#### AVAILABLE RECORDS
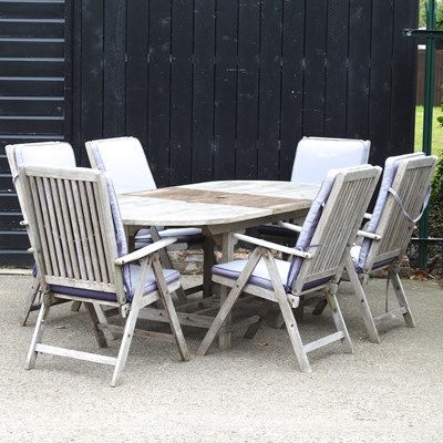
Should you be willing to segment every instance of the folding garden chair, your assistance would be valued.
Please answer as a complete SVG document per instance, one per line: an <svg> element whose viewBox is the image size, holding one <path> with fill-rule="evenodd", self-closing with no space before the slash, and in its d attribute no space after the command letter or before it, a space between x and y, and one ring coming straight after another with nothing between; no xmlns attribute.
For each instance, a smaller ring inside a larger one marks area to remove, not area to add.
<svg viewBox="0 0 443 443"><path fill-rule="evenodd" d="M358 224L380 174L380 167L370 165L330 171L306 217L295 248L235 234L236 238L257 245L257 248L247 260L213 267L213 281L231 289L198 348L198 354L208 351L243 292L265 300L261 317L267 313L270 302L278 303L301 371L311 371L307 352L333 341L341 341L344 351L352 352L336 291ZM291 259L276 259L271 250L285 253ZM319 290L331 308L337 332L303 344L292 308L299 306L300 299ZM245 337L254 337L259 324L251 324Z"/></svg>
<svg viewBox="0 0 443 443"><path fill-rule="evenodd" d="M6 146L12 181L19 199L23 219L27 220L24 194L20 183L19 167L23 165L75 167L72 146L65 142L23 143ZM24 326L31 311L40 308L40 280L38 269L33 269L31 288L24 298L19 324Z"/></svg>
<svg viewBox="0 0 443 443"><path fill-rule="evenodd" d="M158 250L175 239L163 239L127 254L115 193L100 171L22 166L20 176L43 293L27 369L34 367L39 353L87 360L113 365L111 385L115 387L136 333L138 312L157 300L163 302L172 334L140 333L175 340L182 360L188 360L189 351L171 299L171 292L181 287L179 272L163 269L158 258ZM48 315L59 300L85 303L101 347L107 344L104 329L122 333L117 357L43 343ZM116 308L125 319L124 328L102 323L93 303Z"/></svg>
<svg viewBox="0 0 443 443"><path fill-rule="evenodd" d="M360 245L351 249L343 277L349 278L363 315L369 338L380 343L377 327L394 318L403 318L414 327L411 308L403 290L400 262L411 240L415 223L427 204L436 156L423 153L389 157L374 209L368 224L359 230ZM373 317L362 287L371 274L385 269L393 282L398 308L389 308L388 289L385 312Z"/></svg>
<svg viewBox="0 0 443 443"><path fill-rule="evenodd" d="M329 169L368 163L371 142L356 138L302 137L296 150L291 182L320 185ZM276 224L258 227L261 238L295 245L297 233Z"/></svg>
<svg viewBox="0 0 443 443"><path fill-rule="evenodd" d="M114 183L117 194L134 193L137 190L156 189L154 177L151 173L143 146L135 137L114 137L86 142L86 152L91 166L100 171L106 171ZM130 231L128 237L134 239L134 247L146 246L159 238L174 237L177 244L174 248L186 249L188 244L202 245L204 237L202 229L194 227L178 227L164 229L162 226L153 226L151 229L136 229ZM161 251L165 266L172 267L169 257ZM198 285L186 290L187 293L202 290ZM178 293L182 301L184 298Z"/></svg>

#### EXERCISE
Set out every line of the entries above as a Markdown table with two columns, "Row" holding the row number and "Line" holding the line itself. Skip blank lines and leave the pictures out.

#### ANSWER IN FULL
| Row | Line |
|---|---|
| 1 | Should you be willing to segment every instance of the folding garden chair, your assistance would be valued. |
| 2 | Please answer as a complete SVG document per instance, one per line: an <svg> element whose viewBox is the image size, holding one <path> with fill-rule="evenodd", self-closing with no space before the slash, and in its d attribute no space after the command letter or before it, a space between x and y, and one ring coming straight after another with nothing between; no xmlns attribute. |
| 3 | For each instance, a smaller ring inside a larger one marks area to remove, not area to add. |
| 4 | <svg viewBox="0 0 443 443"><path fill-rule="evenodd" d="M358 224L380 174L380 167L370 165L330 171L306 217L295 248L235 234L236 238L257 245L257 248L247 260L213 267L213 281L231 289L198 348L198 354L208 351L243 292L265 300L261 317L267 313L270 302L278 303L301 371L311 371L307 352L333 341L341 341L344 351L352 352L336 291ZM291 259L276 259L271 250L285 253ZM319 290L331 308L337 332L303 344L292 308L299 306L300 299ZM245 337L254 337L259 324L251 324Z"/></svg> |
| 5 | <svg viewBox="0 0 443 443"><path fill-rule="evenodd" d="M6 146L12 181L19 199L23 219L27 220L24 194L20 183L19 167L23 165L75 167L72 146L65 142L23 143ZM24 326L31 311L40 308L40 280L38 269L33 269L31 288L24 298L19 324Z"/></svg> |
| 6 | <svg viewBox="0 0 443 443"><path fill-rule="evenodd" d="M158 250L175 239L163 239L127 254L115 193L100 171L22 166L20 176L43 293L27 369L34 367L39 353L87 360L113 365L111 385L115 387L136 333L138 312L157 300L163 302L172 334L140 333L175 340L182 360L188 360L189 351L171 299L171 292L181 287L179 272L163 269L158 258ZM48 315L59 300L85 303L101 347L107 344L104 329L122 333L117 357L43 343ZM116 308L125 319L124 328L102 323L93 303Z"/></svg> |
| 7 | <svg viewBox="0 0 443 443"><path fill-rule="evenodd" d="M360 245L351 249L343 277L349 278L363 315L369 338L380 343L377 327L394 318L403 318L414 327L411 308L403 290L400 262L411 240L415 223L427 204L436 156L423 153L389 157L374 209L368 224L359 230ZM373 317L362 287L371 274L385 269L393 282L398 308L389 308L388 289L385 312Z"/></svg> |
| 8 | <svg viewBox="0 0 443 443"><path fill-rule="evenodd" d="M329 169L368 163L371 142L356 138L302 137L296 150L291 182L320 185ZM276 224L258 227L261 238L295 245L297 233Z"/></svg> |
| 9 | <svg viewBox="0 0 443 443"><path fill-rule="evenodd" d="M114 183L117 194L134 193L137 190L156 189L154 177L151 173L143 146L135 137L114 137L86 142L86 152L91 166L100 171L106 171ZM130 231L128 237L134 239L134 247L146 246L159 238L174 237L177 244L174 248L186 249L188 244L202 245L204 237L202 229L194 227L178 227L164 229L162 226L153 226L151 229L136 229ZM161 251L165 266L172 267L169 257ZM198 285L186 290L187 293L202 290ZM178 293L182 301L184 298Z"/></svg> |